> [Aim of the task]: Output each entry verbatim. Leave the images out.

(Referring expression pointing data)
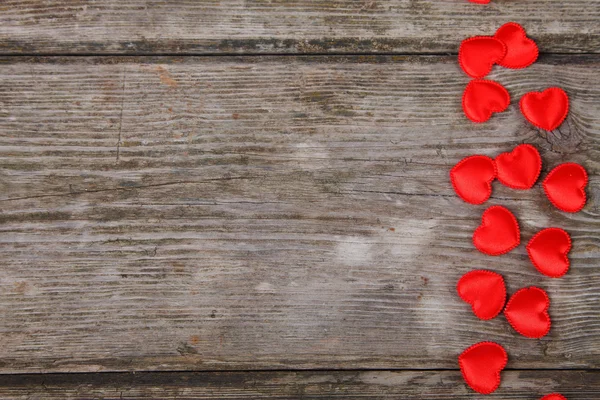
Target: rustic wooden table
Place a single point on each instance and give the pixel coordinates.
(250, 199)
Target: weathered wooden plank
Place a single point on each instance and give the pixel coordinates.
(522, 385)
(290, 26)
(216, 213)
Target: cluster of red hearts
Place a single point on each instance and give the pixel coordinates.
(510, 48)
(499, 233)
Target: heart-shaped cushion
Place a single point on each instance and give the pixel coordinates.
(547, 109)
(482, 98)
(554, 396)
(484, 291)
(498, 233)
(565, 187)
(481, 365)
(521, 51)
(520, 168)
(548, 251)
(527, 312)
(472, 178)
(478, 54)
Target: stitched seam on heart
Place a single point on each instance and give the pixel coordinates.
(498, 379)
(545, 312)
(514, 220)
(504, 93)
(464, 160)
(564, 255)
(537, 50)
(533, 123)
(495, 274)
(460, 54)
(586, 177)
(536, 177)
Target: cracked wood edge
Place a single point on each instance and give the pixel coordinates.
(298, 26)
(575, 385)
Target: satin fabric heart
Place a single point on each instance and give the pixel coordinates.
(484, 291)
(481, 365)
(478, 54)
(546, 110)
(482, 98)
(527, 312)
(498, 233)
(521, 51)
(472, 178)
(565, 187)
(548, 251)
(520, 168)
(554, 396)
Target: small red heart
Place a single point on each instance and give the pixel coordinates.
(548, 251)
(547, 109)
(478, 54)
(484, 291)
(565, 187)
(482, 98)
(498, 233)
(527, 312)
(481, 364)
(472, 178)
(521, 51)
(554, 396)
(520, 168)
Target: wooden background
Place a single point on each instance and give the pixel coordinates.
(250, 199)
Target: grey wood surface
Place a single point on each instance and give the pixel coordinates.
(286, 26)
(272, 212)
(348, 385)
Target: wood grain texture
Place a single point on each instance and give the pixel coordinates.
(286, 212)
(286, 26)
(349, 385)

> [Solution to this exercise]:
Target: rustic wooden table
Place a single point on each instance and give the pixel coordinates.
(250, 199)
Target: weathered wooden plank
Place a single point on each instance and give the pixel coordinates.
(522, 385)
(290, 26)
(216, 213)
Target: cluster of red hearts
Place a single point on each instance and give the pixel coordinates.
(510, 48)
(499, 233)
Target: heart-shaped cushion
Place a single point on each instance and give the pixel coordinates.
(547, 109)
(482, 98)
(554, 396)
(484, 291)
(498, 233)
(565, 187)
(481, 365)
(521, 51)
(520, 168)
(548, 251)
(527, 312)
(472, 178)
(478, 54)
Target: stitched seam on heart
Place a single point on each instance and give the pixel coordinates.
(498, 379)
(545, 312)
(514, 220)
(504, 93)
(464, 160)
(564, 255)
(537, 50)
(533, 123)
(495, 274)
(460, 54)
(586, 177)
(536, 177)
Target: cracked wood edge
Place a single point on each instance and give the pixel coordinates.
(298, 26)
(575, 385)
Target: satin fabric heart
Place a single point on each instance and give the pixel coordinates.
(484, 291)
(481, 365)
(478, 54)
(546, 110)
(482, 98)
(527, 312)
(498, 233)
(521, 51)
(472, 178)
(565, 187)
(548, 251)
(520, 168)
(554, 396)
Target: small red heart
Place a single point on each instance and give the pixel coordinates.
(548, 251)
(547, 109)
(478, 54)
(484, 291)
(565, 187)
(482, 98)
(498, 233)
(527, 312)
(481, 364)
(472, 178)
(521, 51)
(554, 396)
(520, 168)
Target: wooden background
Place a single point on each instance and give the pixel coordinates.
(250, 199)
Target: grey wood surface
Place a single point on each instance and give the pixel coordinates.
(286, 26)
(272, 212)
(348, 385)
Target: wood grain texture
Place a single point on each instance and give the pixel coordinates.
(286, 212)
(286, 26)
(349, 385)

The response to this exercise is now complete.